* Material to process *

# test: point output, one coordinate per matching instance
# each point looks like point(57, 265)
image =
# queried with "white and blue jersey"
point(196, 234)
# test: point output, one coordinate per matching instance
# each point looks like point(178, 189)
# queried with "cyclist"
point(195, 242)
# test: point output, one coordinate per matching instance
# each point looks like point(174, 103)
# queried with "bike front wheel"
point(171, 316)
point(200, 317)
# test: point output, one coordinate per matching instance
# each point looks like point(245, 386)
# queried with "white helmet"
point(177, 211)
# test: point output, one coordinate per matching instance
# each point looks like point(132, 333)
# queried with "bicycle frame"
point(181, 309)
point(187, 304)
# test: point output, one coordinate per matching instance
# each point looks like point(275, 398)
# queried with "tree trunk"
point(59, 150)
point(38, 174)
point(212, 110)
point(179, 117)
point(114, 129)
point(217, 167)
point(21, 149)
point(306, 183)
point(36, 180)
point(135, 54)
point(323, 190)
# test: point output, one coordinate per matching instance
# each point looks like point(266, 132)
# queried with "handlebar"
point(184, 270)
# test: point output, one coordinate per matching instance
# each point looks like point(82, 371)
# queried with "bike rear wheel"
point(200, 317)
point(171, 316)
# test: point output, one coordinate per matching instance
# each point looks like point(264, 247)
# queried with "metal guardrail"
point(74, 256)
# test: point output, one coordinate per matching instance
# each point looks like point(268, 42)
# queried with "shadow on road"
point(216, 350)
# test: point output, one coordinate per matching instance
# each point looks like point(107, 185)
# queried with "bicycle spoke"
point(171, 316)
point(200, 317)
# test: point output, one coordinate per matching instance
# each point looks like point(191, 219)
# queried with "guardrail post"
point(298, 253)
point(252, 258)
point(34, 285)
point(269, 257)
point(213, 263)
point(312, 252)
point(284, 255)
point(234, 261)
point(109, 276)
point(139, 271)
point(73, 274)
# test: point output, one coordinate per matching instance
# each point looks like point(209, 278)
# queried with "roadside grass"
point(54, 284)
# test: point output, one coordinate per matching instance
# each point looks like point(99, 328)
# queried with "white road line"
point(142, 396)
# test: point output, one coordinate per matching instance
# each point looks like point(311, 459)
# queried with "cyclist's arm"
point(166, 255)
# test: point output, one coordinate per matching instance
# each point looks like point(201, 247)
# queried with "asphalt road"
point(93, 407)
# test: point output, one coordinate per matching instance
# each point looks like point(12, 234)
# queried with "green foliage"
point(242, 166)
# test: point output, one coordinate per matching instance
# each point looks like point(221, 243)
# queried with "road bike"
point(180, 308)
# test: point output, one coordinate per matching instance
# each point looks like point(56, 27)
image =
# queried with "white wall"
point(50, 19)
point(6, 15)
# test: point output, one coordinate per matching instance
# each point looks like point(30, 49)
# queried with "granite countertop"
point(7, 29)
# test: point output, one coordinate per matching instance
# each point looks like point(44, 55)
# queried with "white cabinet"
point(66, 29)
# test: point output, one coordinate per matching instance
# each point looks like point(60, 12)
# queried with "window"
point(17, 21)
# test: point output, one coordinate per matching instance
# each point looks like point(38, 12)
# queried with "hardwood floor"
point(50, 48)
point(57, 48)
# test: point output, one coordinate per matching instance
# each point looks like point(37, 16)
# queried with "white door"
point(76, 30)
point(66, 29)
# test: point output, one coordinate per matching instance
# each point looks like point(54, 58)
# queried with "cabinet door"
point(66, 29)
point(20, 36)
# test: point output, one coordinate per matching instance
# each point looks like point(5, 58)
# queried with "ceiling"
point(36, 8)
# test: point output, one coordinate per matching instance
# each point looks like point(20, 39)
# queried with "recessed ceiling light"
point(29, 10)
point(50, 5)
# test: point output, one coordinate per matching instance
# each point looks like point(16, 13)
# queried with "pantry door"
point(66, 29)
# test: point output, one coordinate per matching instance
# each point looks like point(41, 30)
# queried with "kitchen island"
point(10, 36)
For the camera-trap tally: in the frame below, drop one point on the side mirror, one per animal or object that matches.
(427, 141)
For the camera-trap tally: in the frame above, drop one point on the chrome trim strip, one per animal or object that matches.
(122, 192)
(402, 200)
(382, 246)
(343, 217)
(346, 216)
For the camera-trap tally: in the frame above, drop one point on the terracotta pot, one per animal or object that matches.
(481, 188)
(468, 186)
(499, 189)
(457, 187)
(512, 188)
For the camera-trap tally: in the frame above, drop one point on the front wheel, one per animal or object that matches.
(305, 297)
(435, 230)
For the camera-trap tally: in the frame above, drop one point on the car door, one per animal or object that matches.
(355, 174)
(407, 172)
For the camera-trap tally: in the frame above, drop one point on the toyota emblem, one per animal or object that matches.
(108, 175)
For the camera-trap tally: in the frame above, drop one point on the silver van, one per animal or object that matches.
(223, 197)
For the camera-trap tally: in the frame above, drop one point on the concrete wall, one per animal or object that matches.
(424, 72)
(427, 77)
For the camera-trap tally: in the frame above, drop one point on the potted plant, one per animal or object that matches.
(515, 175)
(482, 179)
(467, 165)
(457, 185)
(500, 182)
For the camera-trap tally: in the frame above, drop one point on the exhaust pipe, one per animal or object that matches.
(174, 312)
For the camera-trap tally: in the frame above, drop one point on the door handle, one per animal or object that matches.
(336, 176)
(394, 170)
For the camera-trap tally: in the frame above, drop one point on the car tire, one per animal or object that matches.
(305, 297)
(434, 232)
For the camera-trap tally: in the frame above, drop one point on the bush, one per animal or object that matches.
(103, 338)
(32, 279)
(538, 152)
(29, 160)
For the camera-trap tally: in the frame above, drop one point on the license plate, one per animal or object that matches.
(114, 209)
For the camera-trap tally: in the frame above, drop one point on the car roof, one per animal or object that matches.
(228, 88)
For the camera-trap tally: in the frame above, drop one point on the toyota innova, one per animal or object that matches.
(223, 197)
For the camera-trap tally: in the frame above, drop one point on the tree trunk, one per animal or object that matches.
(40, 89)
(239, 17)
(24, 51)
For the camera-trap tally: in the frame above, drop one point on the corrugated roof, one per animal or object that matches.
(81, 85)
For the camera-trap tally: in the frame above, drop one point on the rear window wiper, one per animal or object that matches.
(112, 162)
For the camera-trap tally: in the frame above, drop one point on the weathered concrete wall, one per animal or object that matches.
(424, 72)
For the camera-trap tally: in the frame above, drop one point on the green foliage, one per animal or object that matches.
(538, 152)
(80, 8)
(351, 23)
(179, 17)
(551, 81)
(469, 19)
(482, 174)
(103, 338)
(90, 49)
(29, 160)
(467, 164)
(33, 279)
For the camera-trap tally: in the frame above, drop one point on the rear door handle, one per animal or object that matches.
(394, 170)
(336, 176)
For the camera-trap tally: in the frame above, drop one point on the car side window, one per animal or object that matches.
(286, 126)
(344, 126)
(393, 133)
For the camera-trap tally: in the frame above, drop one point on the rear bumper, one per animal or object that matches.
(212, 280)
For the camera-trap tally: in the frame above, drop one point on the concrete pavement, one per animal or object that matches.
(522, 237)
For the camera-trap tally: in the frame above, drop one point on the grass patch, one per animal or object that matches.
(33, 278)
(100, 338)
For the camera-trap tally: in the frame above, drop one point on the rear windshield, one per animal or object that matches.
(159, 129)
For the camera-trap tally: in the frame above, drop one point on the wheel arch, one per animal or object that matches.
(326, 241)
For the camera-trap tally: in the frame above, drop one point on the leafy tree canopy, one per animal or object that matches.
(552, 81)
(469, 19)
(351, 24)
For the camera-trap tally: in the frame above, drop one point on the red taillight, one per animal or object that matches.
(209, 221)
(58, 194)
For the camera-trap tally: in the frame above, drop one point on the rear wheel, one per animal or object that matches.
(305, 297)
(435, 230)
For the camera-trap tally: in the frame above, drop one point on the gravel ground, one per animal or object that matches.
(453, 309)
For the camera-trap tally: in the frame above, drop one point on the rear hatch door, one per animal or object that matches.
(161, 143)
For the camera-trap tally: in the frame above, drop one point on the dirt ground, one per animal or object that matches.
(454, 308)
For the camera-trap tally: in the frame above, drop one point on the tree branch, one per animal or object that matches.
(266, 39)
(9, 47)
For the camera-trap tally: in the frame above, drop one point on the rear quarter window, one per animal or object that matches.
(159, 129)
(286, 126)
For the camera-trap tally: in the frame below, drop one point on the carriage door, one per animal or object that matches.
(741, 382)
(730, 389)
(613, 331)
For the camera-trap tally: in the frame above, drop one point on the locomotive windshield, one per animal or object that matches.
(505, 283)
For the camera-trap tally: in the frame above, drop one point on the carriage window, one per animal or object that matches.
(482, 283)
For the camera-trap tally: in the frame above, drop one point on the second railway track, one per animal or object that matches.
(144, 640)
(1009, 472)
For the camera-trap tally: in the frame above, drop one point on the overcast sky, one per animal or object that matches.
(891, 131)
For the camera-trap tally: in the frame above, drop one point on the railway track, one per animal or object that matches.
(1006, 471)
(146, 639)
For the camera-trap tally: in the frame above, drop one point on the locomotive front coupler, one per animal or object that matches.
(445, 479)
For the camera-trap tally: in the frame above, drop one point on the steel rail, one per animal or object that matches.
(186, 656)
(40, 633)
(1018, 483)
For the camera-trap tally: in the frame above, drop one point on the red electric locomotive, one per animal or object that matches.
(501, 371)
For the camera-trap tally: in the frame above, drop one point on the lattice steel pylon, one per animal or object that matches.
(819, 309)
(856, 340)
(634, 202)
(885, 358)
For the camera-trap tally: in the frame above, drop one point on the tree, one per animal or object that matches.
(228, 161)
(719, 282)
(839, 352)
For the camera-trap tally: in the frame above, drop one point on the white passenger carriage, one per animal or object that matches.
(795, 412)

* To do *
Reproduce the stretch of data above from its first line through the line containing "point(195, 242)", replacing "coordinate" with "location" and leaving everything else unchanged.

* Final answer *
# test: point output, one location per matching instance
# each point looks like point(57, 265)
image =
# queried with "white and blue jersey"
point(196, 234)
# test: point output, one location per matching instance
# each point looks like point(178, 189)
# queried with "cyclist"
point(195, 242)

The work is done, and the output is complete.